(Point annotations for photos)
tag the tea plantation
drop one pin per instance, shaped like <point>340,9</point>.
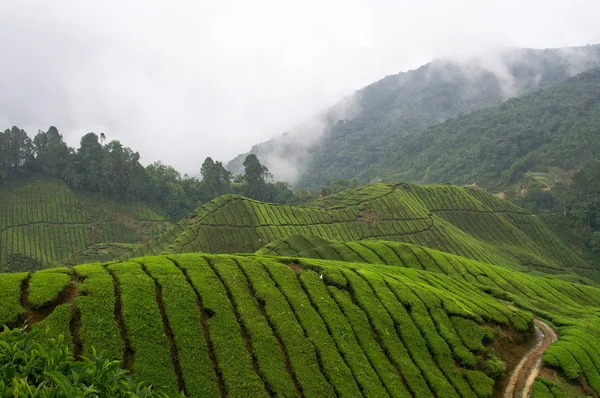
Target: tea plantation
<point>463,221</point>
<point>44,223</point>
<point>426,324</point>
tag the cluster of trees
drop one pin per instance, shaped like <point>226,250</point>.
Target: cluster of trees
<point>114,170</point>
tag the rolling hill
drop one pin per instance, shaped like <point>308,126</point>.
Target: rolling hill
<point>464,221</point>
<point>554,129</point>
<point>351,138</point>
<point>44,223</point>
<point>223,325</point>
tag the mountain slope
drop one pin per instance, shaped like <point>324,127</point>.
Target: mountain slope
<point>554,127</point>
<point>44,223</point>
<point>347,139</point>
<point>463,221</point>
<point>255,326</point>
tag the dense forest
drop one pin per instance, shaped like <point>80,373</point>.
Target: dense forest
<point>352,143</point>
<point>114,170</point>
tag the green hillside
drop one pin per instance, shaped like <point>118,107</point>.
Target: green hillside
<point>215,325</point>
<point>463,221</point>
<point>552,130</point>
<point>351,138</point>
<point>44,223</point>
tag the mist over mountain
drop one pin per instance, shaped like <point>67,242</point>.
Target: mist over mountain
<point>345,140</point>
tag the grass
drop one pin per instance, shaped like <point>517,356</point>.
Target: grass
<point>251,326</point>
<point>463,221</point>
<point>44,223</point>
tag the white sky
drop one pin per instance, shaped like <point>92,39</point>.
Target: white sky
<point>182,80</point>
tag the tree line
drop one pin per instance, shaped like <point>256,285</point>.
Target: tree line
<point>114,170</point>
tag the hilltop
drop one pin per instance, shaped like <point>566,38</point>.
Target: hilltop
<point>554,129</point>
<point>463,221</point>
<point>346,140</point>
<point>45,223</point>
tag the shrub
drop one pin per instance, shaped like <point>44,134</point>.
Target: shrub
<point>34,365</point>
<point>494,367</point>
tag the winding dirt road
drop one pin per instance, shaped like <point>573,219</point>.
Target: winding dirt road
<point>522,378</point>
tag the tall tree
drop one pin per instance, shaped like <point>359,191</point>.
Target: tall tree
<point>216,180</point>
<point>256,177</point>
<point>52,152</point>
<point>16,152</point>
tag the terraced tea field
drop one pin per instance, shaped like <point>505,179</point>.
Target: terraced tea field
<point>223,325</point>
<point>463,221</point>
<point>44,223</point>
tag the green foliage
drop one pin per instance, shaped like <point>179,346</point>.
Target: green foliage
<point>370,135</point>
<point>463,221</point>
<point>44,223</point>
<point>11,310</point>
<point>184,318</point>
<point>143,323</point>
<point>96,307</point>
<point>494,367</point>
<point>481,384</point>
<point>234,360</point>
<point>36,366</point>
<point>45,286</point>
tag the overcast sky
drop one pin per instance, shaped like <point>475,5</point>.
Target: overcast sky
<point>182,80</point>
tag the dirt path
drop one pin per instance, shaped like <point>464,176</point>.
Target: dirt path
<point>522,378</point>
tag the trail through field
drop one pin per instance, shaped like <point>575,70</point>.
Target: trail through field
<point>524,374</point>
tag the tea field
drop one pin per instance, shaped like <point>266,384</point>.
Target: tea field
<point>464,221</point>
<point>44,223</point>
<point>428,324</point>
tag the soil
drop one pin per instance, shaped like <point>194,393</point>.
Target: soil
<point>523,376</point>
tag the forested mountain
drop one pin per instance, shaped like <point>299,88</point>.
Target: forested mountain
<point>555,127</point>
<point>114,171</point>
<point>348,139</point>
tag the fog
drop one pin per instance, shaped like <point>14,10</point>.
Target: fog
<point>203,78</point>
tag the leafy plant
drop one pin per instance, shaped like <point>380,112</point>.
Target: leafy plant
<point>32,365</point>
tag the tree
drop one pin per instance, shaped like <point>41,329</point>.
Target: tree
<point>16,152</point>
<point>216,180</point>
<point>52,152</point>
<point>89,162</point>
<point>256,177</point>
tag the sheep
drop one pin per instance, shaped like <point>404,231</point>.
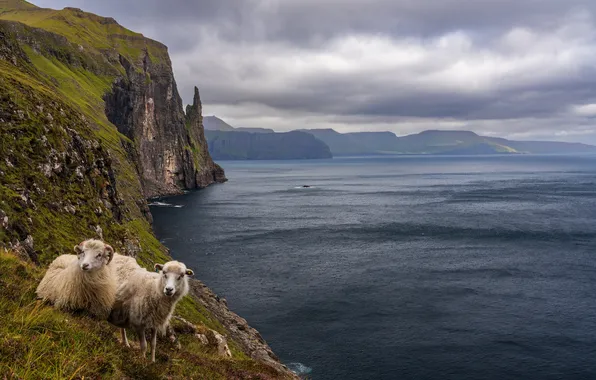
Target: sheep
<point>85,281</point>
<point>146,300</point>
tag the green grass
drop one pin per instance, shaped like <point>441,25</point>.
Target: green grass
<point>51,105</point>
<point>90,31</point>
<point>38,341</point>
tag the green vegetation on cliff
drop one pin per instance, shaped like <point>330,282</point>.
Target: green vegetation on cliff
<point>66,174</point>
<point>40,342</point>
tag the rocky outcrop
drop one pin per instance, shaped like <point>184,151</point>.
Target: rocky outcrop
<point>249,339</point>
<point>206,171</point>
<point>172,152</point>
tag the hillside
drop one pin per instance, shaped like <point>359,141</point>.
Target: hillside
<point>214,123</point>
<point>265,146</point>
<point>92,125</point>
<point>437,142</point>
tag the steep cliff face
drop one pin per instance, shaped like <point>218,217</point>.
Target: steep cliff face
<point>146,107</point>
<point>208,171</point>
<point>91,124</point>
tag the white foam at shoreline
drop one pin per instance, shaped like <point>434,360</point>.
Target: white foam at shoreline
<point>163,204</point>
<point>299,368</point>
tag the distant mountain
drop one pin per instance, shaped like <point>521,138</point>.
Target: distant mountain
<point>438,142</point>
<point>214,123</point>
<point>234,145</point>
<point>343,144</point>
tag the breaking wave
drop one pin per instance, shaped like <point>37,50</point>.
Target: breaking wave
<point>163,204</point>
<point>299,368</point>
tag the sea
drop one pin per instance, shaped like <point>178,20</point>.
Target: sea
<point>403,267</point>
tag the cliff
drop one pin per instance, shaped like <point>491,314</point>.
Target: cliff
<point>91,124</point>
<point>209,171</point>
<point>224,145</point>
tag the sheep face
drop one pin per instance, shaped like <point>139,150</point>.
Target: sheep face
<point>93,255</point>
<point>173,277</point>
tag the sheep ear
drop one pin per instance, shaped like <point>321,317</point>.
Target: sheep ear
<point>110,251</point>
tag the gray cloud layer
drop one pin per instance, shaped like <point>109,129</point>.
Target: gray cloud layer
<point>516,68</point>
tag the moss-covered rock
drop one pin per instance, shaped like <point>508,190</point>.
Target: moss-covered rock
<point>91,124</point>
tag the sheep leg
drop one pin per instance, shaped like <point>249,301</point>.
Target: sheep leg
<point>153,344</point>
<point>124,338</point>
<point>143,341</point>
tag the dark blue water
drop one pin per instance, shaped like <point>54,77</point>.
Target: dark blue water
<point>406,267</point>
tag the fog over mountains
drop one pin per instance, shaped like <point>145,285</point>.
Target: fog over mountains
<point>228,142</point>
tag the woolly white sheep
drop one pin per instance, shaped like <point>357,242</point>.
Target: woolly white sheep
<point>84,281</point>
<point>146,301</point>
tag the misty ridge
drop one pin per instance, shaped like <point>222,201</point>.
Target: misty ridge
<point>229,143</point>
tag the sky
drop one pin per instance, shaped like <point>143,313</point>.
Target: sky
<point>520,69</point>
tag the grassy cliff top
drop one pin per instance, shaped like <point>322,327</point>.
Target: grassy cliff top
<point>40,342</point>
<point>87,30</point>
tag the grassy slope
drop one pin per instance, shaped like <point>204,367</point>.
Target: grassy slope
<point>62,87</point>
<point>39,342</point>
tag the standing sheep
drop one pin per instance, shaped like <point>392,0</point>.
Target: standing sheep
<point>146,300</point>
<point>84,281</point>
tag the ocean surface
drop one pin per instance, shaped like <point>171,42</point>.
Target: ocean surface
<point>404,267</point>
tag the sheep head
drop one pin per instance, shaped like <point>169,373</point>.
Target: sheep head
<point>174,276</point>
<point>93,254</point>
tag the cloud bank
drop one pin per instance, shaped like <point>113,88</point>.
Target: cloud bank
<point>522,69</point>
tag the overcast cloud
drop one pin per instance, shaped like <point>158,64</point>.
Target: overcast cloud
<point>521,69</point>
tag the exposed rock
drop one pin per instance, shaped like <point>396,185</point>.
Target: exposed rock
<point>208,172</point>
<point>99,232</point>
<point>171,150</point>
<point>249,339</point>
<point>206,336</point>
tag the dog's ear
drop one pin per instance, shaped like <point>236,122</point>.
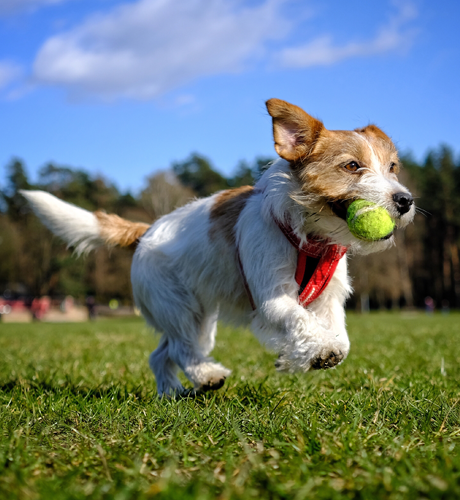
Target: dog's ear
<point>294,131</point>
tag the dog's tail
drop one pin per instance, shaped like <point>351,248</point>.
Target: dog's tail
<point>80,228</point>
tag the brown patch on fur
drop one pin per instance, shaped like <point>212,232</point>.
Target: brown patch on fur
<point>295,132</point>
<point>374,131</point>
<point>226,210</point>
<point>118,231</point>
<point>323,172</point>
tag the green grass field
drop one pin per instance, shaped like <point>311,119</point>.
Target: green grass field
<point>79,417</point>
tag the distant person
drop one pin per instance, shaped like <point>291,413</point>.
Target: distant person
<point>91,306</point>
<point>39,307</point>
<point>445,307</point>
<point>429,305</point>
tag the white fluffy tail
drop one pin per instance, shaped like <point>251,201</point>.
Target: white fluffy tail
<point>80,228</point>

PROBLEM – Omit the pictures and retype exactly the lines from the one with "tag the exposed rock" through the final line, both ends included.

WORKED SOLUTION –
tag the exposed rock
drop one pin per instance, shaped like <point>396,185</point>.
Target: exposed rock
<point>208,172</point>
<point>99,232</point>
<point>171,150</point>
<point>249,339</point>
<point>206,336</point>
tag the dog's ear
drop one pin per instance, shaped like <point>236,122</point>.
Target: dog's ear
<point>294,131</point>
tag the dog's tail
drop one pin per instance, shaped like <point>351,248</point>.
Target: dog's tail
<point>80,228</point>
tag the brown patch on fur
drop one pin per instance, shaped like <point>212,232</point>.
Target: brown patch on fur
<point>295,132</point>
<point>374,131</point>
<point>226,210</point>
<point>118,231</point>
<point>323,172</point>
tag the green grass field
drop one pin per instance, shaped like <point>311,119</point>.
Target: green grass field
<point>79,417</point>
tag the distant person
drop one pin per instance, shaped like <point>291,413</point>.
Target: distant person
<point>91,306</point>
<point>39,307</point>
<point>445,307</point>
<point>429,305</point>
tag the white fluffy tail
drop one pin per instance, shaped like <point>251,201</point>.
Target: white fluffy tail
<point>80,228</point>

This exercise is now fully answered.